- **GOAL**
Can you continue the text on car braking systems below, starting right after its final sentence?

The braking system is the most important system in your car. If your brakes fail, the result can be disastrous. Brakes are actually energy conversion devices, which convert the kinetic energy (momentum) of your vehicle into thermal energy (heat). When you step on the brakes, you command a stopping force ten times as powerful as the force that puts the car in motion. The braking system can exert thousands of pounds of pressure on each of the four brakes. In modern systems, the master cylinder is power-assisted by the engine. All newer cars have dual systems, with two wheels’ brakes operated by each subsystem. That way, if one subsystem fails, the other can provide reasonably adequate braking power. Safety systems like this make modern brakes more complex, but also much safer than earlier braking systems.
The brake system is composed of the following basic components: The “master cylinder” which is located under the hood, and is directly connected to the brake pedal, converts your foot’s mechanical pressure into hydraulic pressure. Steel “brake lines” and flexible “brake hoses” connect the master cylinder to the “slave cylinders” located at each wheel. Brake fluid, specially designed to work in extreme conditions, fills the system. “Shoes” and “pads” are pushed by the slave cylinders to contact the “drums” and “rotors” thus causing drag, which (hopefully) slows the car.
In recent years, brakes have changed greatly in design. Disc brakes, used for years for front wheel applications, are fast replacing drum brakes on the rear wheels of modern cars. This is generally due to their simpler design, lighter weight and better braking performance. The greatest advantage of disc brakes is that they provide significantly better resistance to “brake fade” compared to drum type braking systems. Brake fade is a temporary condition caused by high temperatures generated by repeated hard braking. It occurs when the pads or shoes “glaze” due to the great pressure and heat of hard use. Once they cool, the condition subsides. Disc brakes allow greater air ventilation (cooling) compared to drum brakes. Drum brakes are not internally ventilated because if they were, water could accumulate in them. Disc brakes can rapidly fling off any water that they are exposed to, and so they can be well ventilated.

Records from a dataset
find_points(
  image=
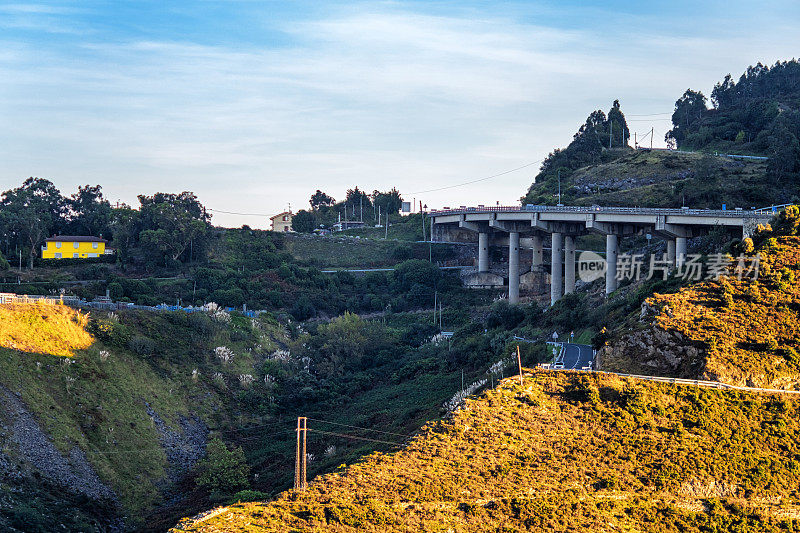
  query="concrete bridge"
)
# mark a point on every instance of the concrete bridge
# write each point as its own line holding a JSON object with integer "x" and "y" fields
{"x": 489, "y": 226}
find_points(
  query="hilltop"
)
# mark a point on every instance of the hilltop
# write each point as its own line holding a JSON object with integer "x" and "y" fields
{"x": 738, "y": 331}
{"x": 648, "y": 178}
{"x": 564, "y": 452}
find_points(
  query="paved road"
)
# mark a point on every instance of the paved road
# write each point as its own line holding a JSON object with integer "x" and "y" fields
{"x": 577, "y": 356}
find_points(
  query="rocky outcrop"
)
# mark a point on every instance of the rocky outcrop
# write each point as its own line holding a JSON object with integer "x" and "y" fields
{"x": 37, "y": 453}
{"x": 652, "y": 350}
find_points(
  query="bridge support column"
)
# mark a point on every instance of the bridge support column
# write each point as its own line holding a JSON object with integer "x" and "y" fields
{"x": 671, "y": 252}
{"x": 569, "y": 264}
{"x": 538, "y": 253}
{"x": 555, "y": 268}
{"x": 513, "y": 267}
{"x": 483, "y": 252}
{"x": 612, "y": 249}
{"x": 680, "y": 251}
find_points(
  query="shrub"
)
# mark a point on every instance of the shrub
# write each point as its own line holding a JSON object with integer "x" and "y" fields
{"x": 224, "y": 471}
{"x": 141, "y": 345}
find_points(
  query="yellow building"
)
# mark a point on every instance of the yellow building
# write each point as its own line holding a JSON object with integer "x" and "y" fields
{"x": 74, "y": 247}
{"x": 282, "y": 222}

* * *

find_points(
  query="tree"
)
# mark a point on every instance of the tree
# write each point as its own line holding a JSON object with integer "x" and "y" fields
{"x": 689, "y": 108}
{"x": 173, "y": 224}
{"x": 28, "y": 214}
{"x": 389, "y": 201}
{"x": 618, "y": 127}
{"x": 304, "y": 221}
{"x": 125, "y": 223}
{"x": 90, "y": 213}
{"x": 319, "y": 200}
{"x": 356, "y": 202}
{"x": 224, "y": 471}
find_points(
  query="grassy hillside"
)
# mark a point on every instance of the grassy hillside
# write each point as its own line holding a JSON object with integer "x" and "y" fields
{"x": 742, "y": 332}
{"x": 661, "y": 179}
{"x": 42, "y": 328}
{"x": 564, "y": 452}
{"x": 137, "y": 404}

- **SOLVED EXERCISE**
“Boosters” are present in “power brake” systems, and use the engine’s energy to add pressure to the master cylinder. “Anti-lock” (ABS) systems, originally developed for aircraft braking systems, use computer controlled valves to limit the pressure delivered to each slave cylinder. If a wheel locks up, steering input cannot affect the car’s direction. With ABS, no matter how hard the pedal is pressed, each wheel is prevented from locking up. This prevents skidding (and allows the driver to steer while panic-braking).
As impressive as these advances are, the basic process of converting a vehicle’s momentum into (wasted) heat energy has not changed since the days of the horse and buggy. To stop a horse drawn carriage, the driver would pull on a lever which would rub on the wheel. But today, with the advent of regenerating brakes on electric vehicles, new ways of recapturing this lost energy are being developed. In these types of electric cars, when you step on the brakes, the motor switches into “generator mode”, and stores the car’s momentum as chemical energy in the battery, to be used again when the light turns green!
Disc brakes use a clamping action to produce friction between the “rotor” and the “pads” mounted in the “caliper” attached to the suspension members. Inside the calipers, pistons press against the pads due to pressure generated in the master cylinder. The pads then rub against the rotor, slowing the vehicle. Disc brakes work using much the same basic principle as the brakes on a bicycle; as the caliper pinches the wheel with pads on both sides, it slows the bicycle. Disc brakes offer higher performance braking, simpler design, lighter weight, and better resistance to water interference than drum brakes.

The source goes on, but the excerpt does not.